*Exercise set*.
**1.** Swap "heavy industry" for "manufacturing" and give the passage on the 1941 German invasion of the USSR again, from "Development of the" up to and including "of military equipment.".
**2.** Carry on the account of the 1941 German invasion of the USSR from the point where it stops.

*Page*.
Development of the USSR Armed Forces since the signing of the non-aggression pact

By the beginning of the forties, the Soviet Union, as a result of the industrialization program, came to third place after the United States and Germany in terms of the level of development of heavy industry. Also, by the beginning of the Second World War, the Soviet economy was largely focused on the production of military equipment.

First phase. Invasion. Border battles (22 June - 10 July 1941)

Beginning of the invasion

In the early morning at 4 o'clock on June 22, 1941, the German invasion of the USSR began. On the same day, Italy (Italian troops began fighting on July 20, 1941) and Romania declared war on the USSR, Slovakia declared war on June 23, and Hungary declared war on June 27. The German invasion took the Soviet troops by surprise; on the very first day, a significant part of the ammunition, fuel and military equipment was destroyed; The Germans managed to ensure complete air supremacy (about 1,200 aircraft were disabled). German aircraft attacked naval bases: Kronstadt, Libau, Vindava, Sevastopol. Submarines were deployed on the sea lanes of the Baltic and Black Seas and minefields were laid. On land, after strong artillery preparation, the advanced units, and then the main forces of the Wehrmacht, went on the offensive. However, the Soviet command was unable to soberly assess the position of its troops. On the evening of June 22, the Main Military Council sent directives to the Military Councils of the fronts, demanding that decisive counterattacks be launched against the enemy groups that had broken through in the morning of June 23. As a result of failed counterattacks, the already difficult situation of the Soviet troops worsened even further. Finnish troops did not cross the front line, waiting for events to develop, but giving German aviation the opportunity to refuel.

The Soviet command launched bombing attacks on Finnish territory on June 25. Finland declared war on the USSR and German and Finnish troops invaded Karelia and the Arctic, increasing the front line and threatening Leningrad and the Murmansk railway. The fighting soon turned into positional warfare and had no impact on the general state of affairs on the Soviet-German front. In historiography they are usually separated into separate campaigns: the Soviet-Finnish War (1941-1944) and the Defense of the Arctic.

Northern direction

At first, not one, but two tank groups operated against the Soviet North-Western Front:

  • Army Group North operated in the Leningrad direction, and its main striking force, the 4th Tank Group, was advancing on Daugavpils.
  • The 3rd Tank Group of Army Group Center was advancing in the Vilnius direction.

An attempt by the command of the North-Western Front to launch a counterattack with the forces of two mechanized corps (almost 1000 tanks) near the city of Raseiniai ended in complete failure, and on June 25 a decision was made to withdraw troops to the Western Dvina line.

*Provided data*.
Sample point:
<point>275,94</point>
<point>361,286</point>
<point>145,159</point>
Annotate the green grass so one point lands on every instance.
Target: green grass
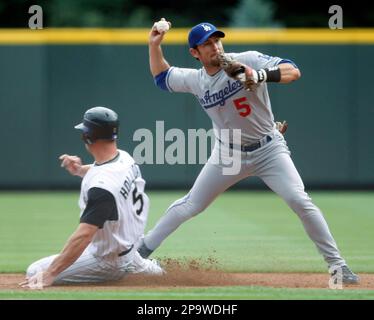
<point>243,231</point>
<point>217,293</point>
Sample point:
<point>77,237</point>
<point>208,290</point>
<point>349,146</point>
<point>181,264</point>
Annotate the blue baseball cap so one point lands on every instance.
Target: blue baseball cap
<point>201,32</point>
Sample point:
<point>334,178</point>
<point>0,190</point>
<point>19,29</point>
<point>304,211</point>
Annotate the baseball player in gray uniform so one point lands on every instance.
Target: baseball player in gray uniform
<point>114,210</point>
<point>263,150</point>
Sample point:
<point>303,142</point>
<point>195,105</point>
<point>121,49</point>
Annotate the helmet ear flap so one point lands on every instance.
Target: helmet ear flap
<point>86,138</point>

*Expected outputs*.
**1.**
Development of the USSR Armed Forces since the signing of the non-aggression pact

By the beginning of the forties, the Soviet Union, as a result of the industrialization program, came to third place after the United States and Germany in terms of the level of development of manufacturing. Also, by the beginning of the Second World War, the Soviet economy was largely focused on the production of military equipment.

**2.**
But already on June 26, the German 4th Tank Group crossed the Western Dvina near Daugavpils (56th motorized corps of E. von Manstein), on July 2 - at Jekabpils (41st motorized corps of G. Reinhard). Following the motorized corps, infantry divisions advanced. On June 27, Red Army units left Liepaja. On July 1, the German 18th Army occupied Riga and entered southern Estonia.

Meanwhile, the 3rd Tank Group of Army Group Center, having overcome the resistance of Soviet troops near Alytus, took Vilnius on June 24, turned to the southeast and went behind the rear of the Soviet Western Front.

Central direction

A difficult situation developed on the Western Front. On the very first day, the flank armies of the Western Front (3rd Army in the Grodno area and 4th Army in the Brest area) suffered heavy losses. The counterattacks of the mechanized corps of the Western Front on June 23–25 ended in failure. The German 3rd Panzer Group, having overcome the resistance of Soviet troops in Lithuania and developing an offensive in the Vilnius direction, bypassed the 3rd and 10th Armies from the north, and the 2nd Panzer Group, leaving the Brest Fortress in the rear, broke through to Baranovichi and bypassed them from the south. On June 28, the Germans took the capital of Belarus and closed the encirclement ring, which contained the main forces of the Western Front.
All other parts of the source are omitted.